DOCUMENT EXCERPT:
begin

You are viewing a plain text version of this content. The canonical link for it is here.
Posted to user@accumulo.apache.org by Jared winick <ja...@gmail.com> on 2011/10/28 21:14:28 UTC

Overloading Tablet Servers

We are running into an issue where it appears we are attempting to
ingest more data than one of our tablet servers can handle and we are
trying to understand how can a client maximize ingest without
“overloading” the cluster. A few minutes after starting our ingest, we
see the “Hold Time” for the tablet server begin to increase. It
continues to increase until we stop our ingest, and then it takes
several minutes for the “Hold Time” to clear. We also end up seeing a
HoldTimeoutException: Commits are held. We have some custom Iterators
that are running at minor compaction time that are likely slowing the
performance of the minor compaction.  While I know my cluster may be
under provisioned or not configured ideally, is there a way a client
can intelligently throttle their ingest to maximize what the servers
can handle without exceeding that? Thanks a lot.

end

DATA:
begin

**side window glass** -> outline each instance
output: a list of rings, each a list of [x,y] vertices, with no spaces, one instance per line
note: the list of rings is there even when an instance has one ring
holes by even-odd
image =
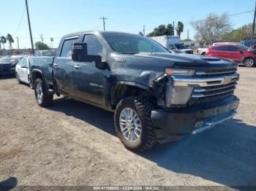
[[[102,56],[103,47],[96,36],[91,34],[86,35],[83,42],[87,44],[89,55]]]
[[[229,46],[227,47],[227,51],[232,51],[232,52],[237,52],[239,50],[239,49],[236,47],[233,47],[233,46]]]
[[[71,58],[72,44],[78,42],[78,39],[64,40],[62,45],[61,57]]]
[[[227,51],[225,46],[217,47],[217,50],[219,50],[219,51]]]
[[[20,65],[20,66],[24,65],[24,58],[21,58],[21,59],[19,61],[19,65]]]

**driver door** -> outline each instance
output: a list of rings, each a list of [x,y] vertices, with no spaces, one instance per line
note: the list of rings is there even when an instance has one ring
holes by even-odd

end

REQUIREMENTS:
#1 Could you duplicate the part of the rows that opens with the line containing "door** -> outline each instance" and closes with the last row?
#2 Can you finish out the next part of the forum post about overloading tablet servers, starting after its last sentence?
The rows have no connection to the forum post about overloading tablet servers.

PER-TASK OUTPUTS:
#1
**driver door** -> outline each instance
output: a list of rings, each a list of [x,y] vertices, with no spaces, one instance per line
note: the list of rings is there even when an instance has one ring
holes by even-odd

#2
Jared

Re: Overloading Tablet Servers

Posted by Jared winick <ja...@gmail.com>.
> If you are unsure if your iterators are slowing things down, then try
> removing them from the table and ingesting.  Hopefully you can then
> tell wether its the iterators or something else that is causing
> problems.
>

Yeah, the Aggregators I had running seem to be the cause of the very
long minor compactions. I think some of my initial confusion has been
cleared up from what you guys said and looking at the
TabletServerBatchWriter.  Unit tests of my Aggregators don't show them
to be abnormally slow, but I think I just need to better understand
how Accumulo is instantiating and using them internally so I can
figure out what is going on. I may also be able to take Eric's
suggestion of not running them at minc time but that might cause my
queries to slow down too much, so I will have to see. Thanks for the
help.

Re: Overloading Tablet Servers

Posted by Keith Turner <ke...@deenlo.com>.
On Fri, Oct 28, 2011 at 3:14 PM, Jared winick <ja...@gmail.com> wrote:
> HoldTimeoutException: Commits are held. We have some custom Iterators
> that are running at minor compaction time that are likely slowing the
> performance of the minor compaction.
>

If you are unsure if your iterators are slowing things down, then try
removing them from the table and ingesting.  Hopefully you can then
tell wether its the iterators or something else that is causing
problems.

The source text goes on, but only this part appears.